_TASK PROMPT_
Turn every line of the data below into a numbered list, with one line per entry and the blank lines omitted.

_SUPPLIED DATA_
:::::

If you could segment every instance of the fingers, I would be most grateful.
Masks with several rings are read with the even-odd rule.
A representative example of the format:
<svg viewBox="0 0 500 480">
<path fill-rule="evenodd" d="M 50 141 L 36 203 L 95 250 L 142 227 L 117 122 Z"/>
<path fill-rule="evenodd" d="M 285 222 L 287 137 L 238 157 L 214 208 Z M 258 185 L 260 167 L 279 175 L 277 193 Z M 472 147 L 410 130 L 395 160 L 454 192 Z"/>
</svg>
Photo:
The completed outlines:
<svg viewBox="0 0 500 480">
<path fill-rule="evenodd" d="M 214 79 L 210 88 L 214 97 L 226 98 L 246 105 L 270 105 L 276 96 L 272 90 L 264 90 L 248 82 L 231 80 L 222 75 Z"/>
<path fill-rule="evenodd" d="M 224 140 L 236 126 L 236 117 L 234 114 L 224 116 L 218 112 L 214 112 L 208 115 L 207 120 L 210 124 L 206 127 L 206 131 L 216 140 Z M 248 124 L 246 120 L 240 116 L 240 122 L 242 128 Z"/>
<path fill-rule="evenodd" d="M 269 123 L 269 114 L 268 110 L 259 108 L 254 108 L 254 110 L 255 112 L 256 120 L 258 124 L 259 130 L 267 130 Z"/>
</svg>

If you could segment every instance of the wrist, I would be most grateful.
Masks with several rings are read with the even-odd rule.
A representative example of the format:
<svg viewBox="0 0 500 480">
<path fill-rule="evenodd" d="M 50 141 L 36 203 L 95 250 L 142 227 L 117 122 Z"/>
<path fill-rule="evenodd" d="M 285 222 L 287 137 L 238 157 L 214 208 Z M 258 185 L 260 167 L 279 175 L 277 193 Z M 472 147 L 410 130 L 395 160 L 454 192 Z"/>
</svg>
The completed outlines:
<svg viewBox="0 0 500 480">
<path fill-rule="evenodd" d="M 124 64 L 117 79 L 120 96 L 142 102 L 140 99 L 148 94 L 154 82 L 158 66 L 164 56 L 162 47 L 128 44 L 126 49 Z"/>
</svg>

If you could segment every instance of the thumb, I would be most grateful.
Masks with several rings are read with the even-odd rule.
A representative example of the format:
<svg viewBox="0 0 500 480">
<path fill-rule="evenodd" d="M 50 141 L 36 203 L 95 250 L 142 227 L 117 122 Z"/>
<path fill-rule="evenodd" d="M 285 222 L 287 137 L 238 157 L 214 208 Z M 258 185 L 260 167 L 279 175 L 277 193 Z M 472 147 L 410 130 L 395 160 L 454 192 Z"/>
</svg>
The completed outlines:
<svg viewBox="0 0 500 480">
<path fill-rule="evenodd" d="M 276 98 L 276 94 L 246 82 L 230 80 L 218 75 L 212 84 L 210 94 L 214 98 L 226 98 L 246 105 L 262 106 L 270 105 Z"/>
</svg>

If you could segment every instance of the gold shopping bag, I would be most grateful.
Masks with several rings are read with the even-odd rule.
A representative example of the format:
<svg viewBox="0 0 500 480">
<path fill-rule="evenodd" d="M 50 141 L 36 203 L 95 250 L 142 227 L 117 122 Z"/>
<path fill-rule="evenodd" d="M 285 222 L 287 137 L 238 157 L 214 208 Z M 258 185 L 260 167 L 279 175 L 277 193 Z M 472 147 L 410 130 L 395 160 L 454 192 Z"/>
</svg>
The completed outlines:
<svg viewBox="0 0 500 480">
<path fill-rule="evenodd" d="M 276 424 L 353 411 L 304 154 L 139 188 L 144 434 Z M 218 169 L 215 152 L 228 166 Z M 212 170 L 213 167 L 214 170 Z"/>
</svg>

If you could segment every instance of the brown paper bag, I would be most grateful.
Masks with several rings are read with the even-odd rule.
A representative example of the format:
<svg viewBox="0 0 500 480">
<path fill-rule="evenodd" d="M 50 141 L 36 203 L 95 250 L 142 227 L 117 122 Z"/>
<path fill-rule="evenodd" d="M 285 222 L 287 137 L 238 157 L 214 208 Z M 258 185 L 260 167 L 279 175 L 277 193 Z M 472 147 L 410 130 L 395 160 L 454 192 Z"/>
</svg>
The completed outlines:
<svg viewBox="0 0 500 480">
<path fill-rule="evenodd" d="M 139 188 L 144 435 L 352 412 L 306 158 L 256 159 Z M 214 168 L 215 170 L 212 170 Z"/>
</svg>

:::::

_THE REPLY_
1. If you could segment every instance of the fingers, I would be most grateful.
2. Masks with several rings are read with the even-odd rule.
3. A representative example of the format:
4. <svg viewBox="0 0 500 480">
5. <path fill-rule="evenodd" d="M 50 141 L 36 203 L 95 250 L 142 227 L 117 122 Z"/>
6. <path fill-rule="evenodd" d="M 285 222 L 287 137 L 238 157 L 214 208 Z M 258 185 L 260 167 L 279 175 L 277 193 Z M 472 147 L 410 130 L 395 160 L 454 192 Z"/>
7. </svg>
8. Photo:
9. The completed outlines:
10. <svg viewBox="0 0 500 480">
11. <path fill-rule="evenodd" d="M 214 79 L 210 88 L 214 97 L 226 98 L 246 105 L 270 105 L 276 96 L 272 90 L 264 90 L 248 82 L 231 80 L 222 75 Z"/>
12. <path fill-rule="evenodd" d="M 224 140 L 236 126 L 236 117 L 234 114 L 224 116 L 218 112 L 214 112 L 208 115 L 207 120 L 210 124 L 206 127 L 206 131 L 216 140 Z M 248 124 L 246 120 L 240 116 L 240 122 L 242 128 Z"/>
13. <path fill-rule="evenodd" d="M 269 123 L 269 114 L 268 110 L 259 108 L 254 108 L 254 110 L 255 112 L 256 120 L 258 124 L 259 130 L 267 130 Z"/>
14. </svg>
15. If you could segment every instance of the wrist, I would be most grateful.
16. Masks with several rings are read with the even-odd rule.
17. A representative example of the format:
18. <svg viewBox="0 0 500 480">
19. <path fill-rule="evenodd" d="M 50 141 L 36 203 L 95 250 L 142 227 L 117 122 Z"/>
20. <path fill-rule="evenodd" d="M 285 222 L 287 137 L 238 157 L 214 208 Z M 258 185 L 260 167 L 279 175 L 277 193 Z M 472 147 L 410 130 L 395 160 L 454 192 Z"/>
21. </svg>
22. The completed outlines:
23. <svg viewBox="0 0 500 480">
24. <path fill-rule="evenodd" d="M 124 64 L 117 79 L 120 96 L 142 102 L 140 99 L 148 94 L 154 82 L 158 66 L 164 56 L 162 47 L 128 44 L 126 49 Z"/>
25. </svg>
26. If you could segment every instance of the thumb, I would be most grateful.
27. Masks with several rings are read with the even-odd rule.
28. A representative example of the format:
29. <svg viewBox="0 0 500 480">
30. <path fill-rule="evenodd" d="M 50 141 L 36 203 L 95 250 L 142 227 L 117 122 Z"/>
31. <path fill-rule="evenodd" d="M 285 222 L 287 137 L 238 157 L 214 208 Z M 258 185 L 260 167 L 279 175 L 277 193 Z M 472 147 L 410 130 L 395 160 L 454 192 Z"/>
32. </svg>
33. The completed outlines:
34. <svg viewBox="0 0 500 480">
35. <path fill-rule="evenodd" d="M 276 98 L 276 94 L 246 82 L 230 80 L 218 75 L 212 84 L 210 94 L 214 98 L 226 98 L 246 105 L 262 106 L 270 105 Z"/>
36. </svg>
37. If you could segment every instance of the gold shopping bag, I would be most grateful.
38. Masks with several rings are read with the even-odd rule.
39. A representative example of the format:
40. <svg viewBox="0 0 500 480">
41. <path fill-rule="evenodd" d="M 50 141 L 36 203 L 95 250 L 142 227 L 117 122 Z"/>
42. <path fill-rule="evenodd" d="M 285 222 L 287 137 L 238 157 L 214 208 Z M 258 185 L 260 167 L 279 175 L 277 193 Z M 472 147 L 410 130 L 395 160 L 454 192 Z"/>
43. </svg>
44. The completed outlines:
45. <svg viewBox="0 0 500 480">
46. <path fill-rule="evenodd" d="M 276 424 L 353 411 L 304 154 L 139 188 L 144 434 Z M 218 169 L 215 152 L 228 166 Z M 212 170 L 213 167 L 214 170 Z"/>
47. </svg>
48. If you could segment every instance of the brown paper bag, I would be most grateful.
49. Masks with several rings are read with the even-odd rule.
50. A representative example of the format:
51. <svg viewBox="0 0 500 480">
52. <path fill-rule="evenodd" d="M 50 141 L 36 203 L 95 250 L 142 227 L 117 122 Z"/>
53. <path fill-rule="evenodd" d="M 285 222 L 287 137 L 238 157 L 214 208 Z M 258 185 L 260 167 L 279 175 L 277 193 Z M 472 147 L 410 130 L 395 160 L 454 192 Z"/>
54. </svg>
55. The completed outlines:
56. <svg viewBox="0 0 500 480">
57. <path fill-rule="evenodd" d="M 139 188 L 144 435 L 352 412 L 306 158 L 256 159 Z M 214 168 L 215 170 L 212 170 Z"/>
58. </svg>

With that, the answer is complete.